• [Data supplied]:
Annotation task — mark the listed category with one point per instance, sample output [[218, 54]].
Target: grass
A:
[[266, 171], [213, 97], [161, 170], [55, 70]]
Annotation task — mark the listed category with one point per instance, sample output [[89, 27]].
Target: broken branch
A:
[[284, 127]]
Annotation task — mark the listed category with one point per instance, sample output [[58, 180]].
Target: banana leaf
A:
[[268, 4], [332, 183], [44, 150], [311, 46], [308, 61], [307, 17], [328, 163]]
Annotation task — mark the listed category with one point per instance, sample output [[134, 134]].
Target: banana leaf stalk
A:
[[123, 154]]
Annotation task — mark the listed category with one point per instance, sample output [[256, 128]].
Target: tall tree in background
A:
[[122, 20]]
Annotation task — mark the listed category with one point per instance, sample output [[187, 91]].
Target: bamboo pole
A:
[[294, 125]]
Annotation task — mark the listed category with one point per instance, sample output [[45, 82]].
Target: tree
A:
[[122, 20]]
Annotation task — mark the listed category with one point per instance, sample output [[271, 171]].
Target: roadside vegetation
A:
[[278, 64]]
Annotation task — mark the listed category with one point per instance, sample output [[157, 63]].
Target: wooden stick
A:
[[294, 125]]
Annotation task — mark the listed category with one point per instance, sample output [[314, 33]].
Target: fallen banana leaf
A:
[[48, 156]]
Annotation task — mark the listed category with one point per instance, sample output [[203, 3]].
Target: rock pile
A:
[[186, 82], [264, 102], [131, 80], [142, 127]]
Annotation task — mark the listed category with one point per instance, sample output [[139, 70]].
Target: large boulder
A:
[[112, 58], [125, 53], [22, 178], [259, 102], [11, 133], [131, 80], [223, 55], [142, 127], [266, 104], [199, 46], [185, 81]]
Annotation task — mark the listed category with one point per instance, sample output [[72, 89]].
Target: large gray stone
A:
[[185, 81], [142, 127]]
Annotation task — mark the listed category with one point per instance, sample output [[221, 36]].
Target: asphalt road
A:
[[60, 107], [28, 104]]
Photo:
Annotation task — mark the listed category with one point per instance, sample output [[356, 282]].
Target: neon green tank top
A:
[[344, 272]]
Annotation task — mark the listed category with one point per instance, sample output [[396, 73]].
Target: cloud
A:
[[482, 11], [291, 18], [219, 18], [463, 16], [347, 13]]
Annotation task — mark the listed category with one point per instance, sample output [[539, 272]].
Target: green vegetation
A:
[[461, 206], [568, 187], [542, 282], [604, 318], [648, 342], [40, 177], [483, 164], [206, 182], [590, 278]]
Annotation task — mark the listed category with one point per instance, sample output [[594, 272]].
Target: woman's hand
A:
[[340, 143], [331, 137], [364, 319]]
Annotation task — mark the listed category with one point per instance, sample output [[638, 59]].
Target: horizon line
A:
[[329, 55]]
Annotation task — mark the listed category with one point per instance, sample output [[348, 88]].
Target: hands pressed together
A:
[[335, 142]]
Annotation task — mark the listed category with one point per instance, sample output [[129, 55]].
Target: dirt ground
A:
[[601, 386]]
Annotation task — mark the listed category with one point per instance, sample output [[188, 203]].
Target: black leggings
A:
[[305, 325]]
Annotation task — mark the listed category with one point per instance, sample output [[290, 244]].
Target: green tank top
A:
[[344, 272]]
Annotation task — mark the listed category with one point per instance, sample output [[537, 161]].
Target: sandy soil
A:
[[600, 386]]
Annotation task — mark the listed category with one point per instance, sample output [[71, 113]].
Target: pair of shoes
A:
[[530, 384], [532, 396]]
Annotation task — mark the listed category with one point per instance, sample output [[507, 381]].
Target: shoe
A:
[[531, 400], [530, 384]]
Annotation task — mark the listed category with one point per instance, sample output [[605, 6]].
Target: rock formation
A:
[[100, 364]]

• [Problem details]:
Copy all of the rows above again, word for word and line for line, with nothing added or left out.

• [Full response]:
Annotation task — mark the listed category with one point per instance, sample output [[218, 54]].
Target: grass
A:
[[266, 171], [213, 97], [161, 170], [55, 70]]
Annotation task — mark the listed category with one point per instance, sample output [[89, 27]].
Target: broken branch
A:
[[284, 127]]
Annotation task — mark the listed category with one point per instance, sample output [[58, 180]].
Target: banana leaf
A:
[[268, 4], [332, 183], [44, 150], [311, 46], [308, 61], [307, 17], [328, 163]]
Annotation task — mark the listed category with one point per instance, sample output [[134, 134]].
Target: banana leaf stalk
A:
[[123, 154]]
Annotation task — mark the listed category with one point per instance, sample output [[256, 128]].
Target: tall tree in background
A:
[[122, 20]]
Annotation task — mark the listed category with one point per instance, sample output [[187, 91]].
Target: bamboo pole
A:
[[294, 125]]
Annotation task — mark the listed category with one point per instance, sample output [[45, 82]].
Target: tree
A:
[[122, 20]]
Annotation task — mark the listed category with one point per instance, sample output [[271, 171]].
Target: roadside vegetation
A:
[[278, 64]]
Annotation task — mark the listed category with one point per instance, sample output [[157, 63]].
Target: wooden stick
A:
[[294, 125]]
Annotation task — mark the listed category with one point per instance, sample output [[314, 33]].
Target: fallen banana leaf
A:
[[48, 156]]
Annotation task — mark the listed category with one point per instance, sample output [[203, 3]].
Target: rock pile
A:
[[186, 82], [264, 102], [131, 80], [142, 127]]
Annotation task — mark the listed category with one point per instance, sample output [[139, 70]].
Target: large boulder
A:
[[112, 58], [125, 53], [22, 178], [259, 102], [11, 133], [131, 80], [223, 55], [142, 127], [266, 104], [199, 46], [185, 81]]
Annotation task — mark the listed category with one point per instance, sample output [[72, 89]].
Target: large gray stone
A:
[[185, 81], [142, 127]]
Annotation task — mark the listed category with one point per instance, sample output [[221, 36]].
Target: asphalt road
A:
[[60, 107], [28, 104]]
Photo:
Annotation task — mark the listed category with one point per instance, sample output [[356, 282]].
Target: neon green tank top
A:
[[344, 272]]
Annotation task — mark the listed category with one point per instance, sample output [[396, 73]].
Target: cloud
A:
[[482, 11], [291, 18], [219, 18], [463, 16], [347, 13]]
Annotation task — mark the listed category with one point per instance, sample output [[539, 272]].
Target: green vegetation
A:
[[461, 206], [568, 187], [542, 282], [604, 318], [648, 342], [40, 177], [483, 164], [206, 182], [590, 278]]
Annotation task — mark the listed category with one point per instance, sample output [[594, 272]].
Target: woman's hand
A:
[[340, 143], [331, 137], [364, 319]]
Annotation task — mark the listed category with one point per instance, sample output [[638, 59]].
Target: horizon line
A:
[[329, 55]]
Annotation task — mark the listed category with one point per instance, sample output [[348, 88]].
Target: hands pressed together
A:
[[335, 142]]
Annotation task — mark the listed category with one point per instance, sample output [[129, 55]].
Target: dirt ground
A:
[[601, 386]]
Annotation task — mark the listed category with one point per instance, sample output [[188, 203]].
Target: black leggings
A:
[[305, 325]]
Annotation task — mark the listed category with one point per instance, sample output [[290, 244]].
Target: green tank top
A:
[[344, 272]]
Annotation task — mark the listed category with one point per instance, sample output [[537, 161]].
Target: sandy soil
A:
[[600, 386]]
Annotation task — mark the listed category with one point per instance, sample output [[71, 113]].
Target: pair of shoes
A:
[[530, 384], [532, 396]]
Annotation task — mark the listed category with one point per instance, sample output [[507, 381]].
Target: shoe
A:
[[531, 400], [530, 384]]
Annotation task — mark the listed category with one point per instance, sample output [[605, 6]].
Target: rock formation
A:
[[100, 364]]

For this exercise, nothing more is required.